▶ Text segment
Prosadenoporus agricola
- Conservation status: Critically endangered, possibly extinct (IUCN 3.1)

Scientific classification
- Kingdom: Animalia
- Phylum: Nemertea
- Class: Hoplonemertea
- Order: Monostilifera
- Family: Prosorhochmidae
- Genus: Prosadenoporus
- Species: P. agricola
- Binomial name: Prosadenoporus agricola (Willemoes-Suhm 1874)

= Prosadenoporus agricola =

- Genus: Prosadenoporus
- Species: agricola
- Authority: (Willemoes-Suhm 1874)
- Conservation status: PE

Species of ribbon worm

Prosadenoporus agricola, also known as the Bermuda Islands mangrove ribbon worm, is a hermaphroditic viviparous ribbon worm native to Bermuda. The species has not recorded since 1966 and may be extinct.

== Etymology ==
The name reflects terrestrial habitat of this species (agricola = farmer, L).

== Description ==
Prosadenoporus species have terminal nephridial flame cells that characterize the species. Prosadenoporus agricola differs from most other Prosadenoporus species in being hermaphroditic and viviparous. Body color varies from uniform milk-white or grayish-white to orange, rosy, and greenish-brown or grayish-brown dorsally, and pale gray of whitish ventrally.

▶ What you will do
Translate this sentence from the ribbon worm text into Spanish: "Prosadenoporus agricola differs from most other Prosadenoporus species in being hermaphroditic and viviparous." The entries after this text are not needed for anything here.

▶ Excerpted records
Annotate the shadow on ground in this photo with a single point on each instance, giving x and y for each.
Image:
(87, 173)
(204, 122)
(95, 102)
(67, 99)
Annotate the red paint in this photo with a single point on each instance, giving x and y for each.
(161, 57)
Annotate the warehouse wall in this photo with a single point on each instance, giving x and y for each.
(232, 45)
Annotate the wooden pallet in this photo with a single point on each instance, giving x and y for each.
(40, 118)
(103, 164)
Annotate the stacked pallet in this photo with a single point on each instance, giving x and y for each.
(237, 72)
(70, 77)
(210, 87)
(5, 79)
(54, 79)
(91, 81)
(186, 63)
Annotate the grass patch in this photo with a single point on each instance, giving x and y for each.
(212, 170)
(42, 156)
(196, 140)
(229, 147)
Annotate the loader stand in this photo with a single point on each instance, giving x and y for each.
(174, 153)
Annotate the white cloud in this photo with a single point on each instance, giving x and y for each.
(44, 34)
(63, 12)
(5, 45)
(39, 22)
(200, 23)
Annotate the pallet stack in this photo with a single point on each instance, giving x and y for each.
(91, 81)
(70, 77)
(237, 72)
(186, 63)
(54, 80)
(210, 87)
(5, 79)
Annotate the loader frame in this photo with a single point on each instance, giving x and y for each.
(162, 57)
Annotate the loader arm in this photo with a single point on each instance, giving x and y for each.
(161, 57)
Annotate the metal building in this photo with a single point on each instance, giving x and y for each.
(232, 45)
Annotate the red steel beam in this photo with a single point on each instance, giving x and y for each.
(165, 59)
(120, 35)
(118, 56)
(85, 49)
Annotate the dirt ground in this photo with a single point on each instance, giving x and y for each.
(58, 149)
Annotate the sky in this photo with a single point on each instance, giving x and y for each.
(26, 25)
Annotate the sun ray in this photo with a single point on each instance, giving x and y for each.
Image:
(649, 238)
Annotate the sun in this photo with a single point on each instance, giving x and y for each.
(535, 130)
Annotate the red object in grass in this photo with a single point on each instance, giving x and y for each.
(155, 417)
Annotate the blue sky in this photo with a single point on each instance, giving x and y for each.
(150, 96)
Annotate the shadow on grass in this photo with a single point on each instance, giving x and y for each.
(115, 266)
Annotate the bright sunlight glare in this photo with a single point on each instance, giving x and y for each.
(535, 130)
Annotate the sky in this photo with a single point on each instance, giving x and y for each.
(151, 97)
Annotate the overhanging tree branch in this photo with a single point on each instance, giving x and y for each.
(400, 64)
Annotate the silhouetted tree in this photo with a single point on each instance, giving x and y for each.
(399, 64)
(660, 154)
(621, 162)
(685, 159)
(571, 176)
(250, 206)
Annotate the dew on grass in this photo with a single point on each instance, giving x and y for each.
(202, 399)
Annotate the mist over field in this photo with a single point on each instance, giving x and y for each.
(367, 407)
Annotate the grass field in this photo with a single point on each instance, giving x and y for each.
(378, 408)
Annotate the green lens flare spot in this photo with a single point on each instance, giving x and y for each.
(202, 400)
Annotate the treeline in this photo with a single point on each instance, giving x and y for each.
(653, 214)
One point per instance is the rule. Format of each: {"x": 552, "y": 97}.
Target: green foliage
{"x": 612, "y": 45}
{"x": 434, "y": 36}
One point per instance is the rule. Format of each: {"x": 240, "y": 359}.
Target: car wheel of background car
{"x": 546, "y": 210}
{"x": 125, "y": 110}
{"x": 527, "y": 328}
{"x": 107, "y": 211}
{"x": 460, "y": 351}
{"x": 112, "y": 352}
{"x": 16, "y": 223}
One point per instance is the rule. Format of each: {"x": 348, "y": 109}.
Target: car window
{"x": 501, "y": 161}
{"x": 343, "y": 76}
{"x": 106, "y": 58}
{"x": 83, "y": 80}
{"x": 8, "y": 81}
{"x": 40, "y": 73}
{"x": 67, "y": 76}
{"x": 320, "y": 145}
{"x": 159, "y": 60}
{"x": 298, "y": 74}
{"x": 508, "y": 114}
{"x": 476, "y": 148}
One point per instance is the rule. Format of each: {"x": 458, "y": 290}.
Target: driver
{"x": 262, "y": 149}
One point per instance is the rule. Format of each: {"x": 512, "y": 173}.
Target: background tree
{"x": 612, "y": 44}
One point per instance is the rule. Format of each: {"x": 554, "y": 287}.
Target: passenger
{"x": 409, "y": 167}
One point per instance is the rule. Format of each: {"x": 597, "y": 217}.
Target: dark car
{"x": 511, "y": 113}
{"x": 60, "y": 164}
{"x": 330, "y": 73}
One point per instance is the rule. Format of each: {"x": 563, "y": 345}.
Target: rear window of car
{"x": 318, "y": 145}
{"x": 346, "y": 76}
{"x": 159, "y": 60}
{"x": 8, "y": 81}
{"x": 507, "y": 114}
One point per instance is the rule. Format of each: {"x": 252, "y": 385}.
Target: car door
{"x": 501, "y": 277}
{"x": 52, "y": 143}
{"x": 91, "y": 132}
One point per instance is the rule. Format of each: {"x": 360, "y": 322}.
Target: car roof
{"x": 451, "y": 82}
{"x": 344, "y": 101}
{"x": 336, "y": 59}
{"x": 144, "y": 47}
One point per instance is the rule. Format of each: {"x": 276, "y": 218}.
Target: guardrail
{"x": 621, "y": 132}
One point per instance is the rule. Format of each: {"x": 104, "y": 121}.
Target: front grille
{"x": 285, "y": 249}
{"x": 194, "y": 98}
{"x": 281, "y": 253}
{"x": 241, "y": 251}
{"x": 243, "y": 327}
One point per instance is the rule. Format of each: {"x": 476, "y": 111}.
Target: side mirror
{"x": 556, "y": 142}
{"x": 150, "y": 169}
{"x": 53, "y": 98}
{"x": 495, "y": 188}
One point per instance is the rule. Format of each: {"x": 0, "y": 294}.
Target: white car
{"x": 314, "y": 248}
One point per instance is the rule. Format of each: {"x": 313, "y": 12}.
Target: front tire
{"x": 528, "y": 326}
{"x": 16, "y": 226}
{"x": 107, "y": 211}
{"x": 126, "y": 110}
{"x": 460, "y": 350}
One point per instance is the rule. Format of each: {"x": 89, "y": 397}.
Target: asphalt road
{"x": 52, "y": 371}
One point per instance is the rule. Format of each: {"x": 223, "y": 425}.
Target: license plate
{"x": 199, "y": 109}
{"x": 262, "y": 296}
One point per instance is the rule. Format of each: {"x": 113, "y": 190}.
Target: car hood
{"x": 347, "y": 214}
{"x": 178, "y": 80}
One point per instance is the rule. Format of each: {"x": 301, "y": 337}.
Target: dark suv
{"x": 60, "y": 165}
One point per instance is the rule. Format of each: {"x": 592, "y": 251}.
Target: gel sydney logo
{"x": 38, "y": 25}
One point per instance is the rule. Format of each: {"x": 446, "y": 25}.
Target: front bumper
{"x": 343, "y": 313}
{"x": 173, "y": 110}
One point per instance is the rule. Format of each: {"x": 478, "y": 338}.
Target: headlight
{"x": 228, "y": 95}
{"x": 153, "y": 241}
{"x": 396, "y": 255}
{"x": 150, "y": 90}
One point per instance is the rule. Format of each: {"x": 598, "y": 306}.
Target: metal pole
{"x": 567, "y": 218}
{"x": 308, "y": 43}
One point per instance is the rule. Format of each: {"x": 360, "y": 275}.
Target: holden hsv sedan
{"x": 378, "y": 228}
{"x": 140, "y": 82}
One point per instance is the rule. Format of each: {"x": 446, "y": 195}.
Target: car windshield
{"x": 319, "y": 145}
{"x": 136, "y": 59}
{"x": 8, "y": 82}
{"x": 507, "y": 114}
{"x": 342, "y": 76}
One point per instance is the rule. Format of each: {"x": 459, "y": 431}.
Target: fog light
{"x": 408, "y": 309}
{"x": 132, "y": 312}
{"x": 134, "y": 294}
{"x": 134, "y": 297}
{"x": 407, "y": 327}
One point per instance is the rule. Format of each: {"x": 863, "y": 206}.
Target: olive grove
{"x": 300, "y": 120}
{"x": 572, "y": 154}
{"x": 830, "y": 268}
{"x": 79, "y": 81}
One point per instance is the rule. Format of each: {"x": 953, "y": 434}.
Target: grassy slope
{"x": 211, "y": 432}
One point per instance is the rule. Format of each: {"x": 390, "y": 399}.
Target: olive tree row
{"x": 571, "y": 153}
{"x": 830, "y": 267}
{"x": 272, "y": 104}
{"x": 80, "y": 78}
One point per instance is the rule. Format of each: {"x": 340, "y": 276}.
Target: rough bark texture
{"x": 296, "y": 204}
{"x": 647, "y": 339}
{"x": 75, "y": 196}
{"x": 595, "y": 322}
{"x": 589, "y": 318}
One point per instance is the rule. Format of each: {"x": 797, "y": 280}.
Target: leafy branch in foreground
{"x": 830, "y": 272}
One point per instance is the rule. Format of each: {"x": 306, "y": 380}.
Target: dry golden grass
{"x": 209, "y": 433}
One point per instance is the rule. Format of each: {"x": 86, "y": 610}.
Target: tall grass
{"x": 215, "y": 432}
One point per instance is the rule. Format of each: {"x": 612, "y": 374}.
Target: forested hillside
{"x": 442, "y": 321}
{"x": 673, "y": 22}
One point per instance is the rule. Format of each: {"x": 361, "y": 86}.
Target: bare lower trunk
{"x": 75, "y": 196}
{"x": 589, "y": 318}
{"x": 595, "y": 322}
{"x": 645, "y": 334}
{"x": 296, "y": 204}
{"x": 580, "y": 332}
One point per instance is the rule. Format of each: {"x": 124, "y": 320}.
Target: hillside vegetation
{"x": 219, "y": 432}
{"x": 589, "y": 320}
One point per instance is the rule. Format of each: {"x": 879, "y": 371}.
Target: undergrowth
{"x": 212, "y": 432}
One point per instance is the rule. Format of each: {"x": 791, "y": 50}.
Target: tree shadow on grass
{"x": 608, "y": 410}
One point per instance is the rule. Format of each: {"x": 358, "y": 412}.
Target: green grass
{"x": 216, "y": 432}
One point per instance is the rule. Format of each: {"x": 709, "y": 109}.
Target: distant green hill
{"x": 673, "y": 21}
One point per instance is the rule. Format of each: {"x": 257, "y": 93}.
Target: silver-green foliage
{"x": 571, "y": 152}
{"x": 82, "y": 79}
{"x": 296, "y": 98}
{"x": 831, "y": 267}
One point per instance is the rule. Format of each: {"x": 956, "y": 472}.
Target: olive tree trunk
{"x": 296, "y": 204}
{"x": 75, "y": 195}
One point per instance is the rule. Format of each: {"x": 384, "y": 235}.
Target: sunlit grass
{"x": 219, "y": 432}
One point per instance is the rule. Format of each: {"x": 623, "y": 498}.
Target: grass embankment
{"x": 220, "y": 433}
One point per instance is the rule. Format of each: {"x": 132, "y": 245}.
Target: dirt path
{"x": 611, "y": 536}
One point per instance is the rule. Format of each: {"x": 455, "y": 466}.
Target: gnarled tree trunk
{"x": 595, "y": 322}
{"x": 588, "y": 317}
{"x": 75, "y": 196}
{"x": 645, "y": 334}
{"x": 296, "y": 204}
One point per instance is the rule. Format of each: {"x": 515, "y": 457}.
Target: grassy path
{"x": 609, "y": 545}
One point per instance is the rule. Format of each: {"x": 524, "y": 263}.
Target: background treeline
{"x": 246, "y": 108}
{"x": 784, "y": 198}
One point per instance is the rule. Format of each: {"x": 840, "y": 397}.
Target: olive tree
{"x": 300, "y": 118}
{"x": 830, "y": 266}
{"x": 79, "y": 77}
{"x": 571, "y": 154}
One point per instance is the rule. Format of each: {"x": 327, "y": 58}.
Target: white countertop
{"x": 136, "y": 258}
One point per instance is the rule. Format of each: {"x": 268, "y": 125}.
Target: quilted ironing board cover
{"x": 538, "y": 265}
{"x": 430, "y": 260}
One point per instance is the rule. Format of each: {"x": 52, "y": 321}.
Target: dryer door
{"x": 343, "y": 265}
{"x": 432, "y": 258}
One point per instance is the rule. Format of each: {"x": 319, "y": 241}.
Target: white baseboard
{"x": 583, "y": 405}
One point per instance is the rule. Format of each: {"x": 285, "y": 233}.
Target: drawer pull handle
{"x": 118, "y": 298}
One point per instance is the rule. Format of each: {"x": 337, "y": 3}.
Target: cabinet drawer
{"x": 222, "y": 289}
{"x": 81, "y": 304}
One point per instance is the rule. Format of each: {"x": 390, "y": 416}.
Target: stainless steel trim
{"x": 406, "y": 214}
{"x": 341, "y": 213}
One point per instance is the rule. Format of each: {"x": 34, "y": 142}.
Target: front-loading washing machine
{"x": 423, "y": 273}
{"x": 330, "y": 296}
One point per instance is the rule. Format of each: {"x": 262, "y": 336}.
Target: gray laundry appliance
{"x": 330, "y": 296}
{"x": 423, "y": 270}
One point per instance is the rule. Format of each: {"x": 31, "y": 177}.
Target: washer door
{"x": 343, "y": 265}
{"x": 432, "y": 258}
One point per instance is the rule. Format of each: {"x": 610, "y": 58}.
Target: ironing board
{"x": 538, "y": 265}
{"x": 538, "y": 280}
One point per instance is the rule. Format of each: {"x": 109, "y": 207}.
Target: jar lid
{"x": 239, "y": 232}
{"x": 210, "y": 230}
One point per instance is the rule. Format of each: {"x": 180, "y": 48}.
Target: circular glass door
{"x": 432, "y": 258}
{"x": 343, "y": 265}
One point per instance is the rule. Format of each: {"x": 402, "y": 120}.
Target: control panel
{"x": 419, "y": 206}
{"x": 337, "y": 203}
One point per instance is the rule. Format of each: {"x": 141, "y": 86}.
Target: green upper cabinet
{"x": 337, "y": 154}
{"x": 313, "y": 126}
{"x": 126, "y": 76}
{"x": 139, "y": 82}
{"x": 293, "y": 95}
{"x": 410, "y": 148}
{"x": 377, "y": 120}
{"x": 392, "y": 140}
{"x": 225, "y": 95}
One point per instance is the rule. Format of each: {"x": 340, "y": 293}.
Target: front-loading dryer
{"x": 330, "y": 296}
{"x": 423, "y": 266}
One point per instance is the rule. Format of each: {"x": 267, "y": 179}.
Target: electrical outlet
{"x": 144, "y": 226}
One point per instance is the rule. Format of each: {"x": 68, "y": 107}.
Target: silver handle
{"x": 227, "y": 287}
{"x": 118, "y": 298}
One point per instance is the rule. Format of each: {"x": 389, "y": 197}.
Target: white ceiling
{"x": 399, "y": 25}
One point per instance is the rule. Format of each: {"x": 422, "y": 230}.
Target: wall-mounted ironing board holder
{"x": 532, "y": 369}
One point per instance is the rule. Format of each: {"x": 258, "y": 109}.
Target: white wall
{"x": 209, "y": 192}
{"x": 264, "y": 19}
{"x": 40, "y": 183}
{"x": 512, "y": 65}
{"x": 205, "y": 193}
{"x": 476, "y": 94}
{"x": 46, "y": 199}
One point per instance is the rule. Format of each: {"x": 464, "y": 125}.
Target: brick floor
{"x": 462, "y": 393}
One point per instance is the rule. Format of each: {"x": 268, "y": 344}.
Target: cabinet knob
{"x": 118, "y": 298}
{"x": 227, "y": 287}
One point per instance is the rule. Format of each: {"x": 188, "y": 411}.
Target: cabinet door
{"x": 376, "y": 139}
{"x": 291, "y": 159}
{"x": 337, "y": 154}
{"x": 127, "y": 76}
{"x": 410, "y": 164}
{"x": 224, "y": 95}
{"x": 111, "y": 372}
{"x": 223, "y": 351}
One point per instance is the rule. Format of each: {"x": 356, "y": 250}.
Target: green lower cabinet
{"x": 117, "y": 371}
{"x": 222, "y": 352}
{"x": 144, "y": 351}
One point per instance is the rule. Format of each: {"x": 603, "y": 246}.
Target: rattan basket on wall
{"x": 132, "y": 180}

▶ Your solution
Prosadenoporus agricola se diferencia de la mayoría de las demás especies de Prosadenoporus por ser hermafrodita y vivípara.